**PROBLEM STATEMENT**
Extract verbatim the portion of the thread on language models memorizing books, from "skepticATX · on" to "verbatim from books.".

**DOCUMENT SECTION**

+===+

Human authors cannot read and perfectly memorize millions of books in a day, and...

tananaev · on Sept 22, 2023

That's not how machine learning works. They don't "perfectly memorize" anything. They do learn much quicker than humans, of course, but that alone doesn't seem like a good argument.

skepticATX · on Sept 22, 2023

They do not perfectly memorize but they can spit out entire chapters of books word for word.

nickthegreek · on Sept 22, 2023

I've never heard or seen this unless a model is way overtrained. Could you provide an example?

gkbrk · on Sept 22, 2023

Is GPT3.5 way overtrained? Because it can regurgitate a ton of text verbatim from books.

https://ibb.co/album/sJBB11

nickthegreek · on Sept 22, 2023

what am I looking at? Do you have the prompts that were used?

gkbrk · on Sept 22, 2023

You are looking at a Large Language Model (specifically GPT3.5) output full paragraphs from a book it was trained on. The prompt is the first 13 words of the book, shown with a white background in the first screenshot. The words with green background are the LLM outputs.

The second screenshot is a diff that compares the LLM output with the original book.

nickthegreek · on Sept 23, 2023

What book? I just want to verify your statements. I don’t take 2 cropped screenshots on an image site as evidence to be frank.

gkbrk · on Sept 23, 2023

Frankenstein. You might argue that it is a public domain book, but it demonstrates that these LLMs can and do memorize books.

It also works with Harry Potter, but the API behaves weirdly and after producing correct output in the beginning really quickly, suddenly hangs. You can continue generating the correct words by doing more API calls, but it only does a few words at a time before stopping. It clearly knows the right content, but doesn't want to send it all at once.

I think there is some output filtering for "big" authors and stuff that is too famous that they filter in order to avoid getting sued.

I wrote more details about the weird Harry Potter behaviour here: https://news.ycombinator.com/item?id=37614697

beej71 · on Sept 22, 2023

The could do, but with enough input the odds of that happening are very remote, is my understanding.

And just because something could do something doesn't make it a violation.

Kim_Bruning · on Sept 22, 2023

Do you have a credible source that says an LLM like the ones trained by OpenAI can perfectly memorize millions of books? Or be trained in a single day?

throwawaymaths · on Sept 22, 2023

It's actually provably impossible for openAI to perfectly memorize millions of books.

gkbrk · on Sept 22, 2023

It's provably impossible for a model with 1.76 trillion floating-point parameters (like GPT-4) to memorize millions of books?

How many bytes do you think a million compressed books takes? Consider that the way these models are trained is basically completing the next symbol based on the previous words, which is how most compressors are made.

vkoskiv · on Sept 22, 2023

No, but the point still stands.

nickthegreek · on Sept 22, 2023

No it doesnt. Kim just took your entire thesis away.

vkoskiv · on Sept 25, 2023

Are you really trying to argue that there exist humans that can learn facts at a similar pace to a datacenter running GPT training software on petabytes of scraped data? My point still stands.

+===+

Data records

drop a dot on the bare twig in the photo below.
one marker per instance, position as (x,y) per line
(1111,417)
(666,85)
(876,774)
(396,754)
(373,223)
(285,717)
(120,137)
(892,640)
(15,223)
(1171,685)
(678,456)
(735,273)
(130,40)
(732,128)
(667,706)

+===+

**SOLUTION TO THIS TASK**
skepticATX · on Sept 22, 2023

They do not perfectly memorize but they can spit out entire chapters of books word for word.

nickthegreek · on Sept 22, 2023

I've never heard or seen this unless a model is way overtrained. Could you provide an example?

gkbrk · on Sept 22, 2023

Is GPT3.5 way overtrained? Because it can regurgitate a ton of text verbatim from books.